■ **REQUIREMENT**
Could you print every record below exactly as it appears?
====
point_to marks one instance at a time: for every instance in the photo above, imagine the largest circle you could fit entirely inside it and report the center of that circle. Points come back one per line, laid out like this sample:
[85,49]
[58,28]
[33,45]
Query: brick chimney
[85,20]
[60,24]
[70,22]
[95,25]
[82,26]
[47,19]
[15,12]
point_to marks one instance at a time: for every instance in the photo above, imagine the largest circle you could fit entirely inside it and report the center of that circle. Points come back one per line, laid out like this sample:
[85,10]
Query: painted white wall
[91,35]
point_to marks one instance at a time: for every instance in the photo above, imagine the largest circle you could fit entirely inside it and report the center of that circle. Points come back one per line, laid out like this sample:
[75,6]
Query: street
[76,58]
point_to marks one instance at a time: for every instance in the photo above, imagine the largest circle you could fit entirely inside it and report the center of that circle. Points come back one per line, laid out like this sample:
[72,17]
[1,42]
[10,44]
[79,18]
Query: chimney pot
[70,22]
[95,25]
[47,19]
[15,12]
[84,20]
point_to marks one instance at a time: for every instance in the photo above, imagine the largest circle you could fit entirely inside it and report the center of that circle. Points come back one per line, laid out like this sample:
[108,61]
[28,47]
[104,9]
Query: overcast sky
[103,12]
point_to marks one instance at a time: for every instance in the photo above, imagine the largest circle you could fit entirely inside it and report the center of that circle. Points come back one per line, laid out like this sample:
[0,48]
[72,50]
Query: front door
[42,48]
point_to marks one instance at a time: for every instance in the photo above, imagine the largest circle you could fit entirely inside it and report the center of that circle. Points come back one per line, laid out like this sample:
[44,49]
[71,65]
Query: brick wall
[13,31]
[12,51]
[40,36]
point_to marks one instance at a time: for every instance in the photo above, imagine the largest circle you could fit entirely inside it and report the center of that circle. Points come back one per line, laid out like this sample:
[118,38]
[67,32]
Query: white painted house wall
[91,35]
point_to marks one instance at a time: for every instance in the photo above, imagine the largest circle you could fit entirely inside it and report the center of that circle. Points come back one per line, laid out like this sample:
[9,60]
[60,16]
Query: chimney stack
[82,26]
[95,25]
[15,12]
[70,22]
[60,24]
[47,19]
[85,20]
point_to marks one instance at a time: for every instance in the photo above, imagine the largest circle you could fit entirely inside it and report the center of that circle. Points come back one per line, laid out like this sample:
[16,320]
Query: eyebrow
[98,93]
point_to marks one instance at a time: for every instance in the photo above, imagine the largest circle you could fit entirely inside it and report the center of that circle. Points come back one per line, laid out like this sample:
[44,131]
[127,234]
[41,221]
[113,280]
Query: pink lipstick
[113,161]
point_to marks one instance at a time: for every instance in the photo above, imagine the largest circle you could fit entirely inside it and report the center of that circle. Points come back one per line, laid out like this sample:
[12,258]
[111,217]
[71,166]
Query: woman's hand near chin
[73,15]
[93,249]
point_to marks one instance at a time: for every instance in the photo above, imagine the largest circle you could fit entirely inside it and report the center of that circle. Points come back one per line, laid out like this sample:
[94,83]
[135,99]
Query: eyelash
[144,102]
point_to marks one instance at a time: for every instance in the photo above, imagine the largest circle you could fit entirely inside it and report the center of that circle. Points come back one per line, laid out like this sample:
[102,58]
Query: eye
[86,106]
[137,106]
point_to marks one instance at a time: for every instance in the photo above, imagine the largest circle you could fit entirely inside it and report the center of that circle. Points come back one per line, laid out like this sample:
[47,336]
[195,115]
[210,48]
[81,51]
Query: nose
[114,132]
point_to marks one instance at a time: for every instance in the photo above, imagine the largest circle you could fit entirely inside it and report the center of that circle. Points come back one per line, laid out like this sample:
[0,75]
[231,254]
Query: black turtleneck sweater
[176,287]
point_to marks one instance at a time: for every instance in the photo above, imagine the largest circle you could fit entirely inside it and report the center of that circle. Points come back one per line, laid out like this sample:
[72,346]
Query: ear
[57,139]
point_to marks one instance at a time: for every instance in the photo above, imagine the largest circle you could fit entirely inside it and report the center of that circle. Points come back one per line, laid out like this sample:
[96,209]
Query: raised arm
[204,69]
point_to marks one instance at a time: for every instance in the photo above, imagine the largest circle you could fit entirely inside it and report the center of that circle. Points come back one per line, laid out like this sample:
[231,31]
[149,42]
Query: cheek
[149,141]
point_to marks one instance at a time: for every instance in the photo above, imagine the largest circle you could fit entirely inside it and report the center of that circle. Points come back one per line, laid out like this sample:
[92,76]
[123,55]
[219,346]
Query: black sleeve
====
■ **FINISHED ANSWER**
point_to marks one instance at a time: for every instance in the photo above, imagine the largest circle you could fit entirely inside it and report the center of that circle. Points come back one per line, laid out like this sample:
[85,49]
[58,28]
[33,45]
Query: brick chimney
[85,20]
[60,24]
[70,22]
[95,25]
[82,26]
[47,19]
[15,12]
point_to marks one instance at a time: for every instance in the photo above, imagine the largest circle you could fit entirely inside it and report the center of that circle. Points come back one per line, laid out like this sample:
[85,10]
Query: painted white wall
[91,35]
point_to marks one instance at a time: for every instance in the photo above, imagine the largest circle you could fit entirely inside it and report the center of that circle. Points come back one per line, laid out like this sample:
[75,6]
Query: street
[76,58]
point_to marks one instance at a time: for every instance in the photo above, imagine the largest circle you could fit entirely inside it and report the center of that circle. Points come back one per line, laid out like this sample:
[72,17]
[1,42]
[10,44]
[79,18]
Query: chimney pot
[70,22]
[95,25]
[47,19]
[15,12]
[84,20]
point_to marks one instance at a time: for every instance in the photo above, imagine the largest circle you could fit entirely inside it and report the center of that circle. Points come back one per line, laid out like this sample:
[108,61]
[28,47]
[104,9]
Query: overcast sky
[103,12]
point_to marks one instance at a time: for every instance in the photo above, imagine the largest circle you could fit entirely inside it and report the center of that circle. Points come back one per line, laid out like this sample:
[0,48]
[72,50]
Query: front door
[42,48]
point_to marks one instance at a time: for every instance in the photo above, imagine the largest circle you could fit entirely inside it and report the center of that circle. Points come back one per line, laid out like this sample:
[44,49]
[71,65]
Query: brick wall
[13,31]
[12,51]
[40,36]
point_to marks one instance at a time: for every instance in the photo above, imagine the largest circle you could fit entirely inside it and report the center of that circle. Points come back one per line, laid out like this sample:
[118,38]
[67,32]
Query: white painted house wall
[91,35]
point_to marks one instance at a time: for every instance in the photo above, imagine the largest circle you could fit entirely inside it and report the center of that circle. Points come back one per line, laid out like this sample:
[9,60]
[60,16]
Query: chimney stack
[82,26]
[95,25]
[15,12]
[70,22]
[60,24]
[47,19]
[85,20]
point_to marks one instance at a time: for every instance in the photo above, imagine the largest circle you could fit entirely inside it and report the center of that circle. Points come back one per line, laid out like this sample:
[16,320]
Query: eyebrow
[98,93]
point_to marks one instance at a time: for every instance in the photo above, imagine the largest circle you could fit entirely inside it and report the center of that circle. Points come back one per line, laid out like this sample:
[44,131]
[127,234]
[41,221]
[113,280]
Query: pink lipstick
[113,161]
point_to marks one instance at a time: for every instance in the photo above, imagine the largest circle you could fit entirely inside it and report the center of that circle. Points come back one per line, laid out like this sample:
[12,258]
[111,217]
[71,166]
Query: woman's hand near chin
[73,15]
[93,249]
point_to marks one instance at a time: for every instance in the photo above, imagine the largest circle you could fit entirely inside it and report the center of that circle. Points come back one per line, laid out like this sample:
[94,83]
[135,99]
Query: eyelash
[144,102]
point_to marks one instance at a time: for every instance in the photo above, imagine the largest circle you could fit entirely inside it and report the center of that circle. Points come back one per line, laid out like this sample:
[102,58]
Query: eye
[86,106]
[137,106]
point_to marks one instance at a time: for every instance in the photo above, imagine the largest circle you could fit entirely inside it and report the center of that circle. Points come back one per line, laid out like this sample:
[47,336]
[195,115]
[210,48]
[81,51]
Query: nose
[114,132]
point_to marks one instance at a time: for every instance in the photo above, imagine the largest circle you could fit entirely inside it and report the center of that circle. Points come back one per line, laid out like this sample:
[0,75]
[231,254]
Query: black turtleneck sweater
[176,287]
point_to marks one instance at a time: for every instance in the photo above, imagine the largest circle you could fit entirely inside it and report the center of that circle. Points come back one per line, laid out like this sample:
[72,346]
Query: ear
[57,139]
point_to marks one instance at a time: for every instance in the photo above, imagine the largest circle you could fit entirely inside it and report the center of that circle. Points come back one per line, laid out like this sample:
[96,209]
Query: raised arm
[204,69]
point_to marks one instance at a time: for every instance in the photo above, imagine the largest circle you could fit entirely inside it and report the center of that circle. Points come back one per line, laid out like this sample:
[231,31]
[149,42]
Query: cheek
[149,141]
point_to marks one instance at a time: for every instance in the photo above, imagine the largest circle you could fit entirely inside it and report the center of that circle. Points come back one per line, laid out like this sample:
[92,76]
[123,55]
[219,346]
Query: black sleeve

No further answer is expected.